Everything from the line containing "Would you mind tagging the white sink" through the end of the data below should be copied exactly, with no other lines.
[Exercise material Boundary: Start]
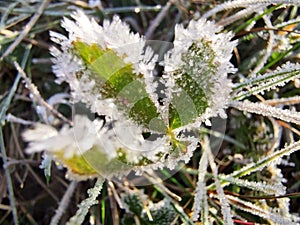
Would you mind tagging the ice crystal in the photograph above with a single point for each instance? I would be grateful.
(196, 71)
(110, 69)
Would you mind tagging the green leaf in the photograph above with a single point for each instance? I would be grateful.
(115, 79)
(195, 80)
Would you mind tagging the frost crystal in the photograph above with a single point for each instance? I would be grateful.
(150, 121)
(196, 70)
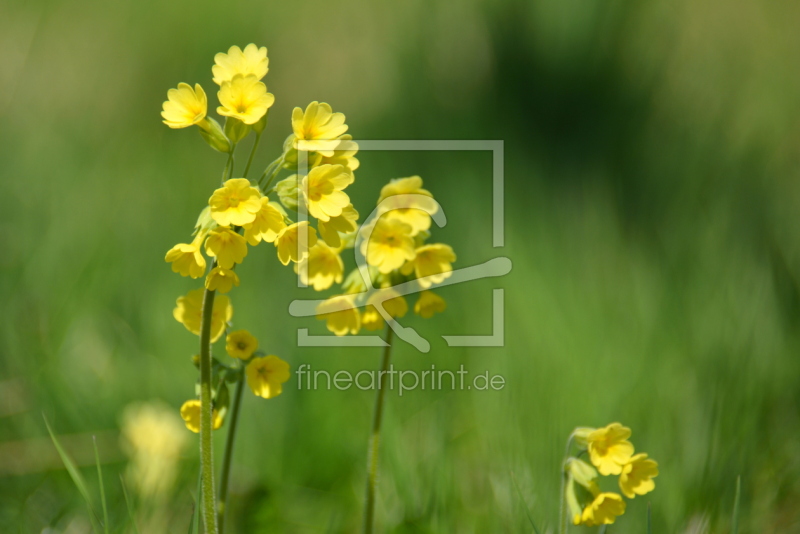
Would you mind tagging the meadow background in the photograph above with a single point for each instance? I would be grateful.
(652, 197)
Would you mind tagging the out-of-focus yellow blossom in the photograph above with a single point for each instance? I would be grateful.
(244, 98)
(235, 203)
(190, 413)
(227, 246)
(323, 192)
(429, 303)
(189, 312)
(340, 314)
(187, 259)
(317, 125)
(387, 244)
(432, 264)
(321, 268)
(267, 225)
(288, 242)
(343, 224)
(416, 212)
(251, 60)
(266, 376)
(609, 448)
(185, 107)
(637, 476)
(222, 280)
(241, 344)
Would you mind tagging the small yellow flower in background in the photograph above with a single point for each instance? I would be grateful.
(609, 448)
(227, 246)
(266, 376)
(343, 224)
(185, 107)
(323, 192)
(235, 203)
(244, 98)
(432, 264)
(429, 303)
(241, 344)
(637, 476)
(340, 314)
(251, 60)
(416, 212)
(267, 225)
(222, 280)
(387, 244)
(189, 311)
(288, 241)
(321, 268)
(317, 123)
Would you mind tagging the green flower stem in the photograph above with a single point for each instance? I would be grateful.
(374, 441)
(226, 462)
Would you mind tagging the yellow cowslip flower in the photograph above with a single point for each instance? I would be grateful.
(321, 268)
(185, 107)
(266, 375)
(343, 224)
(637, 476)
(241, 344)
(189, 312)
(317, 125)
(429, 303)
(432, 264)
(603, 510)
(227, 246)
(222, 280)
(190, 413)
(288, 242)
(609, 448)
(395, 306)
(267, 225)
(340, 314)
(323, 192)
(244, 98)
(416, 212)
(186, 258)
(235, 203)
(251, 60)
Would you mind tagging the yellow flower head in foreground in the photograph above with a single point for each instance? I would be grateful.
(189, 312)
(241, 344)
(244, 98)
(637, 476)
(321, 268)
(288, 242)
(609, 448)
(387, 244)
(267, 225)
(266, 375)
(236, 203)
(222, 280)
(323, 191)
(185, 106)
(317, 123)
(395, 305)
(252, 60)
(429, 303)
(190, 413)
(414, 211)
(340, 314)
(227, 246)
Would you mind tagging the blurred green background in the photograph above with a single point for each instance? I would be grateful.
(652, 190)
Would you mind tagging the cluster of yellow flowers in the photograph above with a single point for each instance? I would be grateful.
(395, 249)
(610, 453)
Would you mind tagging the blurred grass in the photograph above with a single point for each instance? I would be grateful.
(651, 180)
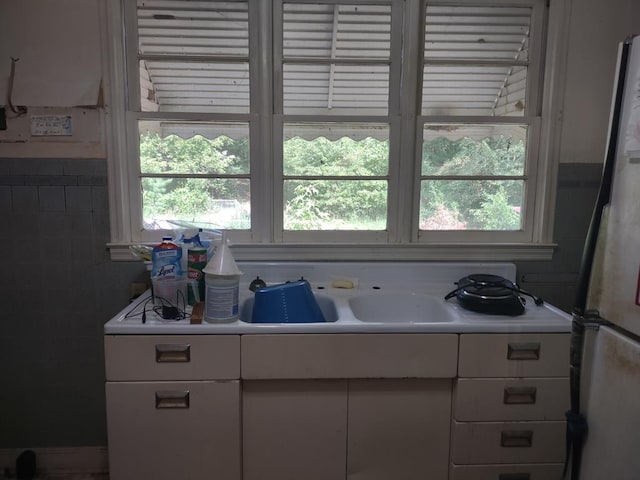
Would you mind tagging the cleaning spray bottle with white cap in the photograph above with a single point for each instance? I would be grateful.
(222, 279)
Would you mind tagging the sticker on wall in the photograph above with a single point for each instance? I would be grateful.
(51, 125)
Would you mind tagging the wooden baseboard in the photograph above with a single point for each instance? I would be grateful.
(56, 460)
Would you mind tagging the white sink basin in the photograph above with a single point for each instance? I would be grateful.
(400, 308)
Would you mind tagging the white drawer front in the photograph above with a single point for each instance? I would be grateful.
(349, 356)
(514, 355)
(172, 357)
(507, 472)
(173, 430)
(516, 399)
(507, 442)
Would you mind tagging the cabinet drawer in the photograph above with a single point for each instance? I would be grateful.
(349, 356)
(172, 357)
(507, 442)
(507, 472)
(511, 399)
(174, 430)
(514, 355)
[Exercise material Boundary: End]
▶ Result:
Would you mind tagging the white sink basin in the photograph above with a single point for each instance? I would be grateful.
(400, 308)
Would you mind tagging the white drawer front in the photograph above with a single point for each instance? I would be grateful.
(349, 356)
(514, 355)
(172, 357)
(507, 472)
(173, 430)
(516, 399)
(507, 442)
Would you mind tagging the cabinet drawer in the photograph above with a single point for each instance? I would be grateful.
(349, 356)
(172, 357)
(507, 442)
(507, 472)
(511, 399)
(174, 430)
(514, 355)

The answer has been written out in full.